__YOUR GOAL__.
Give back, unchanged, each line from the one containing "of the sneaker" through the last line of the entries below.
======== INPUT MATERIAL ========
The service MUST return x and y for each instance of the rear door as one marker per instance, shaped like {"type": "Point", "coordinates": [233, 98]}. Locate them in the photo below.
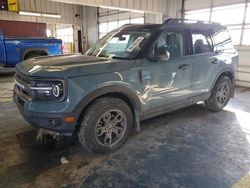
{"type": "Point", "coordinates": [205, 61]}
{"type": "Point", "coordinates": [2, 50]}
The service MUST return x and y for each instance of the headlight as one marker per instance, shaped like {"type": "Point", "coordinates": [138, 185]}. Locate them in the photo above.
{"type": "Point", "coordinates": [47, 90]}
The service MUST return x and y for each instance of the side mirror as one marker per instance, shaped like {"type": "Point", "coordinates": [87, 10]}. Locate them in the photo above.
{"type": "Point", "coordinates": [165, 56]}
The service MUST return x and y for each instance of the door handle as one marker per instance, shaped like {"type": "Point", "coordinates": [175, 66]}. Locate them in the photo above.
{"type": "Point", "coordinates": [183, 66]}
{"type": "Point", "coordinates": [215, 61]}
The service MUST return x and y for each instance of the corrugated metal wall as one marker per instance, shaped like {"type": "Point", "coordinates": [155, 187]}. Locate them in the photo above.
{"type": "Point", "coordinates": [67, 12]}
{"type": "Point", "coordinates": [243, 72]}
{"type": "Point", "coordinates": [198, 4]}
{"type": "Point", "coordinates": [157, 6]}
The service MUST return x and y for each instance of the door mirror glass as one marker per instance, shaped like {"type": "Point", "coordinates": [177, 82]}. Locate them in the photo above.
{"type": "Point", "coordinates": [164, 56]}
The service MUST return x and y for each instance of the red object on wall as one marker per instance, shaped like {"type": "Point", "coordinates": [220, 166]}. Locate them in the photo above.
{"type": "Point", "coordinates": [22, 29]}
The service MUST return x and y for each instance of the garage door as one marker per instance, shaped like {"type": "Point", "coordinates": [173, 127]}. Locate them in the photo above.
{"type": "Point", "coordinates": [109, 19]}
{"type": "Point", "coordinates": [238, 25]}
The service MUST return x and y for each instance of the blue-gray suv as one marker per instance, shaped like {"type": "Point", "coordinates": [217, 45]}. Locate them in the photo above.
{"type": "Point", "coordinates": [133, 73]}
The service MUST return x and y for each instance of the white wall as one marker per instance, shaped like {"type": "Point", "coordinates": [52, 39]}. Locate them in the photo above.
{"type": "Point", "coordinates": [243, 72]}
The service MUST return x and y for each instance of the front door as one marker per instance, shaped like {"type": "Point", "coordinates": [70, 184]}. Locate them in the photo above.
{"type": "Point", "coordinates": [167, 80]}
{"type": "Point", "coordinates": [205, 62]}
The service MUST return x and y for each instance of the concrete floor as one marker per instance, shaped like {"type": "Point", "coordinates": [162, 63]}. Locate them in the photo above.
{"type": "Point", "coordinates": [187, 148]}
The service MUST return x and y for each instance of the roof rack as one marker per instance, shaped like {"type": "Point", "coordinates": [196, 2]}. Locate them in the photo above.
{"type": "Point", "coordinates": [175, 21]}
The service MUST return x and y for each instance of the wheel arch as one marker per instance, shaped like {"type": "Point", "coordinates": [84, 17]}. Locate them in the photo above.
{"type": "Point", "coordinates": [122, 92]}
{"type": "Point", "coordinates": [229, 73]}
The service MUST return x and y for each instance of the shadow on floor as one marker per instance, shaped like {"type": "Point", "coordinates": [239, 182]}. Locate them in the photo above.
{"type": "Point", "coordinates": [187, 148]}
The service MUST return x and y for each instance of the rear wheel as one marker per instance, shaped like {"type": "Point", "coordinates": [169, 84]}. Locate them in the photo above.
{"type": "Point", "coordinates": [106, 125]}
{"type": "Point", "coordinates": [220, 94]}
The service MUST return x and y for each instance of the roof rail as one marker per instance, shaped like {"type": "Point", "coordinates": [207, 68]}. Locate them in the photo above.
{"type": "Point", "coordinates": [175, 21]}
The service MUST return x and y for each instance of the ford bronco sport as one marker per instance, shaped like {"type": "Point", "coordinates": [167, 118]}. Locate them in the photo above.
{"type": "Point", "coordinates": [133, 73]}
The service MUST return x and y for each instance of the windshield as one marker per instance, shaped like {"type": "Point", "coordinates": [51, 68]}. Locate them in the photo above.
{"type": "Point", "coordinates": [120, 44]}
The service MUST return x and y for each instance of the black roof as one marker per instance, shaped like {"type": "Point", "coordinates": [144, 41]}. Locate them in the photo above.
{"type": "Point", "coordinates": [176, 23]}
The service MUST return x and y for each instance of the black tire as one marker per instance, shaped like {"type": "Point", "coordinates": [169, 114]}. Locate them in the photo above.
{"type": "Point", "coordinates": [220, 95]}
{"type": "Point", "coordinates": [93, 124]}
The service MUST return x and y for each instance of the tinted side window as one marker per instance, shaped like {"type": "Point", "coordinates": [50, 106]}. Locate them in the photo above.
{"type": "Point", "coordinates": [201, 42]}
{"type": "Point", "coordinates": [222, 39]}
{"type": "Point", "coordinates": [171, 42]}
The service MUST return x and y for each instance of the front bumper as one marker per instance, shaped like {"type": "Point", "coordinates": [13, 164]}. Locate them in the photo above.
{"type": "Point", "coordinates": [50, 121]}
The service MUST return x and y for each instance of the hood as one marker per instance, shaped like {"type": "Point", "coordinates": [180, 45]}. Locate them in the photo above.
{"type": "Point", "coordinates": [63, 66]}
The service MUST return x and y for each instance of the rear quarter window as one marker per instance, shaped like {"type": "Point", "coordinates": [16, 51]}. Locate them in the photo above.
{"type": "Point", "coordinates": [222, 39]}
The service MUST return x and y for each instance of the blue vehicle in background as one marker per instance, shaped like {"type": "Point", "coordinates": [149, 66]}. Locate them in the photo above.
{"type": "Point", "coordinates": [16, 49]}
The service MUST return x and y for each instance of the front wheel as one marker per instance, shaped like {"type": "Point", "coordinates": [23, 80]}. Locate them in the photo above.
{"type": "Point", "coordinates": [220, 94]}
{"type": "Point", "coordinates": [106, 125]}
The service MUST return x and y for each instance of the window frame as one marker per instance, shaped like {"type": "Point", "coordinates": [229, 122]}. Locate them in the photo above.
{"type": "Point", "coordinates": [242, 24]}
{"type": "Point", "coordinates": [185, 44]}
{"type": "Point", "coordinates": [201, 31]}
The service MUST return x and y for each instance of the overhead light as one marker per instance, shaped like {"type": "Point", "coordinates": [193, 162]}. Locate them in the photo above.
{"type": "Point", "coordinates": [29, 13]}
{"type": "Point", "coordinates": [39, 14]}
{"type": "Point", "coordinates": [51, 15]}
{"type": "Point", "coordinates": [124, 9]}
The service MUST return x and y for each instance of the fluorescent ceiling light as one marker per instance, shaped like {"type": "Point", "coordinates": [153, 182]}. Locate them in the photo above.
{"type": "Point", "coordinates": [51, 15]}
{"type": "Point", "coordinates": [29, 13]}
{"type": "Point", "coordinates": [124, 9]}
{"type": "Point", "coordinates": [39, 14]}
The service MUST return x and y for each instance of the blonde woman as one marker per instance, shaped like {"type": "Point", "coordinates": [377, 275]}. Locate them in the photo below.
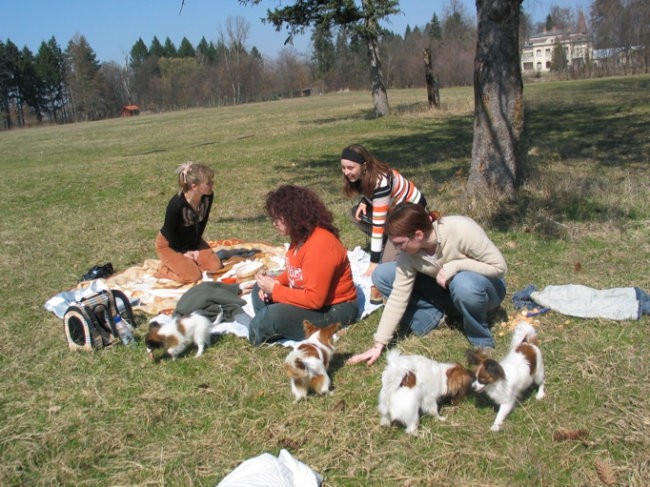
{"type": "Point", "coordinates": [183, 253]}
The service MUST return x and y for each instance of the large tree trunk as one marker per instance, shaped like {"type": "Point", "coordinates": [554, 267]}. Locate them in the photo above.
{"type": "Point", "coordinates": [498, 102]}
{"type": "Point", "coordinates": [433, 91]}
{"type": "Point", "coordinates": [379, 95]}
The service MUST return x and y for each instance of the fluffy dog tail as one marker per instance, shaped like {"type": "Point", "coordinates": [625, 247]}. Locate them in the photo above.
{"type": "Point", "coordinates": [524, 333]}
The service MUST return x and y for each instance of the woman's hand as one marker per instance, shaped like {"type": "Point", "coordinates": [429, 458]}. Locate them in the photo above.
{"type": "Point", "coordinates": [265, 283]}
{"type": "Point", "coordinates": [370, 269]}
{"type": "Point", "coordinates": [192, 254]}
{"type": "Point", "coordinates": [362, 208]}
{"type": "Point", "coordinates": [370, 356]}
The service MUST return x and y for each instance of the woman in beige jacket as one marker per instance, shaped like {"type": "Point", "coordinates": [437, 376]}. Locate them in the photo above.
{"type": "Point", "coordinates": [447, 264]}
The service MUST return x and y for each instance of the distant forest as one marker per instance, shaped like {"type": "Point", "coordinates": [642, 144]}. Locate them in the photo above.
{"type": "Point", "coordinates": [58, 85]}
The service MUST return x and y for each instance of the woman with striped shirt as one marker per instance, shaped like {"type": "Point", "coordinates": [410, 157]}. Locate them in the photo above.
{"type": "Point", "coordinates": [381, 188]}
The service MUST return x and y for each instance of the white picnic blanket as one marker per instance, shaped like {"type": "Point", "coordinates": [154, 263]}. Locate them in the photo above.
{"type": "Point", "coordinates": [143, 288]}
{"type": "Point", "coordinates": [586, 302]}
{"type": "Point", "coordinates": [266, 470]}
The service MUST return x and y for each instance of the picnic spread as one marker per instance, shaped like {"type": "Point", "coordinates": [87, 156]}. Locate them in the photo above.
{"type": "Point", "coordinates": [159, 297]}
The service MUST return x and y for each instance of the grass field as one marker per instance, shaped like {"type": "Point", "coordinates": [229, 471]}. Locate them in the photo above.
{"type": "Point", "coordinates": [84, 194]}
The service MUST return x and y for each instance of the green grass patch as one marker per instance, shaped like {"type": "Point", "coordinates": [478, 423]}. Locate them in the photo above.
{"type": "Point", "coordinates": [85, 194]}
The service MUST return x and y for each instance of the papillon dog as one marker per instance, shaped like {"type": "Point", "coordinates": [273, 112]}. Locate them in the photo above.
{"type": "Point", "coordinates": [307, 364]}
{"type": "Point", "coordinates": [177, 335]}
{"type": "Point", "coordinates": [506, 381]}
{"type": "Point", "coordinates": [413, 383]}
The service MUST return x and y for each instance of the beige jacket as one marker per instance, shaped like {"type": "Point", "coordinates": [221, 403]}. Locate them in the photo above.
{"type": "Point", "coordinates": [462, 246]}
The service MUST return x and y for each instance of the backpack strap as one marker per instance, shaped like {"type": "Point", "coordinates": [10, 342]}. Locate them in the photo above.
{"type": "Point", "coordinates": [80, 331]}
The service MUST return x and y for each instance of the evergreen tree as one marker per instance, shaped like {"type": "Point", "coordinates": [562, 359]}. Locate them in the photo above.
{"type": "Point", "coordinates": [186, 49]}
{"type": "Point", "coordinates": [6, 85]}
{"type": "Point", "coordinates": [169, 49]}
{"type": "Point", "coordinates": [50, 67]}
{"type": "Point", "coordinates": [155, 48]}
{"type": "Point", "coordinates": [361, 20]}
{"type": "Point", "coordinates": [139, 53]}
{"type": "Point", "coordinates": [82, 79]}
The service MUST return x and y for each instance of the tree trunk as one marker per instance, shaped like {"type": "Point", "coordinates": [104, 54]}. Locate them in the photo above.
{"type": "Point", "coordinates": [379, 95]}
{"type": "Point", "coordinates": [433, 91]}
{"type": "Point", "coordinates": [498, 102]}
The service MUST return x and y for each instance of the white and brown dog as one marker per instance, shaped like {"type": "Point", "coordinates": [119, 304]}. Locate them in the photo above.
{"type": "Point", "coordinates": [178, 335]}
{"type": "Point", "coordinates": [413, 383]}
{"type": "Point", "coordinates": [308, 362]}
{"type": "Point", "coordinates": [506, 381]}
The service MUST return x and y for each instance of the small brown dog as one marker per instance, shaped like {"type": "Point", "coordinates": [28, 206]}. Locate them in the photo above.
{"type": "Point", "coordinates": [308, 362]}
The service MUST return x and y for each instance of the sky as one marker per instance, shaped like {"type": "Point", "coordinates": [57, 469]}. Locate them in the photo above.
{"type": "Point", "coordinates": [112, 27]}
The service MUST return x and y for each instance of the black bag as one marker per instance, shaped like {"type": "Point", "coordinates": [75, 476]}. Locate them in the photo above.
{"type": "Point", "coordinates": [90, 323]}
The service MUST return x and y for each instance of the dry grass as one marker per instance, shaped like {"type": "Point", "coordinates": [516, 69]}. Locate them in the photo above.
{"type": "Point", "coordinates": [78, 195]}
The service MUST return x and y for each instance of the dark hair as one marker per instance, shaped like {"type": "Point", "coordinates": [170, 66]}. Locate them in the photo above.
{"type": "Point", "coordinates": [407, 218]}
{"type": "Point", "coordinates": [301, 209]}
{"type": "Point", "coordinates": [373, 170]}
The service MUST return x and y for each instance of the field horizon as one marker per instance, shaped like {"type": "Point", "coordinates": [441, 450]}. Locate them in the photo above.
{"type": "Point", "coordinates": [89, 193]}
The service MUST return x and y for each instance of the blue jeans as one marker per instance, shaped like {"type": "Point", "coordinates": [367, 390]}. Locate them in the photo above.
{"type": "Point", "coordinates": [275, 321]}
{"type": "Point", "coordinates": [470, 294]}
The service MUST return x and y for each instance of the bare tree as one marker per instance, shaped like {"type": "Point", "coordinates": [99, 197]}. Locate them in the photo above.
{"type": "Point", "coordinates": [363, 21]}
{"type": "Point", "coordinates": [498, 100]}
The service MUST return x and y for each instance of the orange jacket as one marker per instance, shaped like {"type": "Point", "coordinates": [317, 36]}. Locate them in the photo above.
{"type": "Point", "coordinates": [317, 273]}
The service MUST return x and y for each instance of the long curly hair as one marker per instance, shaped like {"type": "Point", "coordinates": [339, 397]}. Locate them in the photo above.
{"type": "Point", "coordinates": [300, 209]}
{"type": "Point", "coordinates": [373, 170]}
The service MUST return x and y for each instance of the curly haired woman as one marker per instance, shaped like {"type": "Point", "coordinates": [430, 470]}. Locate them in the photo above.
{"type": "Point", "coordinates": [316, 284]}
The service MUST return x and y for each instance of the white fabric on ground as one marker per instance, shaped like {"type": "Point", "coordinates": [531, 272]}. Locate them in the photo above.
{"type": "Point", "coordinates": [586, 302]}
{"type": "Point", "coordinates": [266, 470]}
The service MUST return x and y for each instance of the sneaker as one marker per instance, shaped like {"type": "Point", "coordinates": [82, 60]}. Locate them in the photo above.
{"type": "Point", "coordinates": [375, 296]}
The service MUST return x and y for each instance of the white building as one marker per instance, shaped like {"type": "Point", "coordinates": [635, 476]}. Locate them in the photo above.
{"type": "Point", "coordinates": [537, 53]}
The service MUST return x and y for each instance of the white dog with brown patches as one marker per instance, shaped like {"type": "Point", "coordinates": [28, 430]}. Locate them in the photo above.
{"type": "Point", "coordinates": [178, 335]}
{"type": "Point", "coordinates": [413, 383]}
{"type": "Point", "coordinates": [308, 362]}
{"type": "Point", "coordinates": [506, 381]}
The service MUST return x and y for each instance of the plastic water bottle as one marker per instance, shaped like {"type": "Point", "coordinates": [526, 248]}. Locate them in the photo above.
========
__THE SOLUTION__.
The service MUST return x and y for each instance of the sneaker as one marker per instance, shaped like {"type": "Point", "coordinates": [82, 60]}. Locate them in the photo above.
{"type": "Point", "coordinates": [375, 296]}
The service MUST return x and y for each instance of the white building as one marker per instance, shaped like {"type": "Point", "coordinates": [635, 476]}. Locate them in the photo above.
{"type": "Point", "coordinates": [537, 53]}
The service MUST return x and y for each instance of the white dog with brown patches as one marker per instance, shaped like {"type": "Point", "coordinates": [28, 430]}. Locate them in the photo above.
{"type": "Point", "coordinates": [178, 335]}
{"type": "Point", "coordinates": [413, 383]}
{"type": "Point", "coordinates": [308, 362]}
{"type": "Point", "coordinates": [506, 381]}
The service MUST return x and y for each instance of the plastic water bottle as one marker per instance, shaped like {"type": "Point", "coordinates": [526, 248]}. Locate them in the photo above.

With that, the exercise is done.